Text shown:
-------

Jan 11 J Antimicrob Chemother study
Chinese study identifies cats, dogs as potential C diff sources
A new study by Chinese scientists suggests that companion animals could be a source of pathogenic Clostridioides difficile. The findings appear in BMC Infectious Diseases.
To assess the burden of C difficile carriage and shedding by household pets, researchers from Xuzhou Medical University collected fecal samples of adult pets in pet shops in Xuzhou City in China's Jiangsu province, then identified and isolated C difficile strains. They used multilocus sequence typing (MLST) to identify sequence types and assess the possibility of transmission between pets and humans, employed multiplex polymerase chain reaction to detect toxin genes, and performed antimicrobial susceptibility testing.
A total of 175 fecal samples were collected from 146 healthy dogs and 29 cats, and C difficile was isolated from only 3 samples (1.7%)—2/29 cat samples (7.0%) and 1/146 (0.7%) dog samples.
The isolates were categorized into three MLST sequence types that have been identified in patients in eastern China and belong to the clade that contains most human C difficile sequence types. They were susceptible to chloramphenicol, tetracycline, metronidazole, and moxifloxacin and resistant to ampicillin, clindamycin, and cefoxitin. Notably, one strain recovered in the feces of a healthy dog, D141–1, carried toxin genes, implying a potential association between pets and pathogenic C difficile infections in humans.
"Since there is intimate contact between humans and their pets, the isolation of C. difficile from pets in this study suggests a possibility that humans may be colonized by C. difficile carried by pets, although faecal shedding of pathogenic C. difficile was not common among healthy dogs and cats," the authors write.
Jan 11 BMC Infect Dis study
Trial will evaluate safety, efficacy of fecal transplant for recurrent C diff
The National Institute of Allergy and Infectious Diseases announced today that a research consortium has begun enrolling patients in a clinical trial to determine whether fecal microbiota transplantation (FMT) delivered by enema is a safe and effective treatment for recurrent C difficile infection (CDI).
FMT for recurrent CDI has produced strong results in several small clinical trials in recent years, with cure rates as high as 90%, but the long-term safety has not been established. Although the US Food and Drug Administration still considers FMT an investigational treatment, physicians are allowed to perform the procedure using screened stool if recurrent CDI patients aren't responding to antibiotic treatments. According to the Centers for Disease Control and Prevention, roughly 20% of CDI patients treated with antibiotics experience a recurrence of symptoms.
The multicenter randomized controlled trial will enroll 162 adult volunteers who've had at least two episodes of CDI within the previous 6 months. One group of patients will take anti-diarrheal medication and receive FMT via enema, while the other group will take anti-diarrheal medication and receive a placebo solution via enema. The trial is part of a larger effort to gather data on how to standardize FMT, which can be delivered by several methods, including enema, upper gastrointestinal endoscopy, colonoscopy, or pill.
Trial sites include Emory University, Duke University Medical Center, and Vanderbilt University Medical Center.

-------

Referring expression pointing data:
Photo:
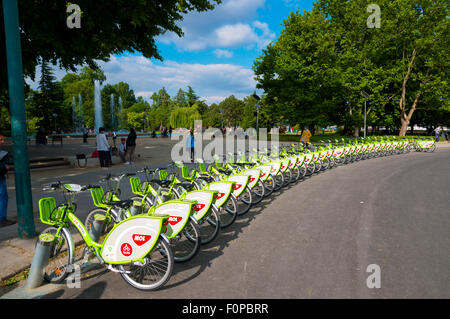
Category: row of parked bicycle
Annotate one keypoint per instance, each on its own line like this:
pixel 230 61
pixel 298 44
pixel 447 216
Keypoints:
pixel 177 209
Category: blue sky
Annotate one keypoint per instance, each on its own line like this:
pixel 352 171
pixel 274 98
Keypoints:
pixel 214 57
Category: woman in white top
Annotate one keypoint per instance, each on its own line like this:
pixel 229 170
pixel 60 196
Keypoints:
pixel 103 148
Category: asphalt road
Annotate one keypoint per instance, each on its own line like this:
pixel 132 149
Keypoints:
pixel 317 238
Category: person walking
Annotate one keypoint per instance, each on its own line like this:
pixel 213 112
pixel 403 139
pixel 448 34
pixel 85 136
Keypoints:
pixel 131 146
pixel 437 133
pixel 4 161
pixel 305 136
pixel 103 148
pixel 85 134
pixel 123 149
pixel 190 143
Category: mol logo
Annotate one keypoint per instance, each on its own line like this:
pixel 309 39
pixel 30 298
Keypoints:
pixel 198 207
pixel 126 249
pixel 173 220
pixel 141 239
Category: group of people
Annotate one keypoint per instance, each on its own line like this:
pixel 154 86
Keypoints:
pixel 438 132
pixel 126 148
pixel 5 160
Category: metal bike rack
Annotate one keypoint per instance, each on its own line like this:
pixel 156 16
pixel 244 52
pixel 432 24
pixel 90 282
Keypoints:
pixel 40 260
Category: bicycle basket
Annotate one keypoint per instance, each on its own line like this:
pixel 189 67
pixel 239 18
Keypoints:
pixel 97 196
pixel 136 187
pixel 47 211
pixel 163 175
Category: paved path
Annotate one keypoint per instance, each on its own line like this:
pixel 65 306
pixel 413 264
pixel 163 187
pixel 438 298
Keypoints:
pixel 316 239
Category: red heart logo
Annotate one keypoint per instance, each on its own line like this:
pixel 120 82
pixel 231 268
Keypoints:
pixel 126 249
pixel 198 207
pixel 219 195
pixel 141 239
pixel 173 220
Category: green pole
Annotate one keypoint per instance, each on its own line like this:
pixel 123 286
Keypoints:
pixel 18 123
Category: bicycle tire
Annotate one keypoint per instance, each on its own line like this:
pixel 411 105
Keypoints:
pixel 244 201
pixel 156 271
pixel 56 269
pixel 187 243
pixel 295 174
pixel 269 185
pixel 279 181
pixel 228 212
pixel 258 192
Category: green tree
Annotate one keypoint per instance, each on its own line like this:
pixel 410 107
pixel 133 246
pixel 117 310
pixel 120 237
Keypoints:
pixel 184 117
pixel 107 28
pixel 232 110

-------

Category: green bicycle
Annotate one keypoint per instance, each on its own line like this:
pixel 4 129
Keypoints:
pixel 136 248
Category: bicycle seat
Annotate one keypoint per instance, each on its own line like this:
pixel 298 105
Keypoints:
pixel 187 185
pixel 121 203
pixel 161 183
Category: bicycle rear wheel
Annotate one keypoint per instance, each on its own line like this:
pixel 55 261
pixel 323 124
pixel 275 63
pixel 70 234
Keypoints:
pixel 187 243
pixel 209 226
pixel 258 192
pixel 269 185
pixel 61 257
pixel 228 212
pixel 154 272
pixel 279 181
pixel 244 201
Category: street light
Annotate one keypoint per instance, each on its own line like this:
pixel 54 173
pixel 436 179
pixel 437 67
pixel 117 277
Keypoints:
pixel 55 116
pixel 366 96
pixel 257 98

-------

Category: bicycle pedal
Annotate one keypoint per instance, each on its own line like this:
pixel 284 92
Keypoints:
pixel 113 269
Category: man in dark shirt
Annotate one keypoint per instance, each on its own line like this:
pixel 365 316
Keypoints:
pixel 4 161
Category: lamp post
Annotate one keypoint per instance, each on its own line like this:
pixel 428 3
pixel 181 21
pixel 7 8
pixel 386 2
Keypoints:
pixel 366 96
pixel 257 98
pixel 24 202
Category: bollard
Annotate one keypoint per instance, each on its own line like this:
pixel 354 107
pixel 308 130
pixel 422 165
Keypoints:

-------

Problem details:
Rewrite the text starting with "Jan 11 BMC Infect" and going on through "difficile infection (CDI).", changing "consortium" to "network".

Your response:
Jan 11 BMC Infect Dis study
Trial will evaluate safety, efficacy of fecal transplant for recurrent C diff
The National Institute of Allergy and Infectious Diseases announced today that a research network has begun enrolling patients in a clinical trial to determine whether fecal microbiota transplantation (FMT) delivered by enema is a safe and effective treatment for recurrent C difficile infection (CDI).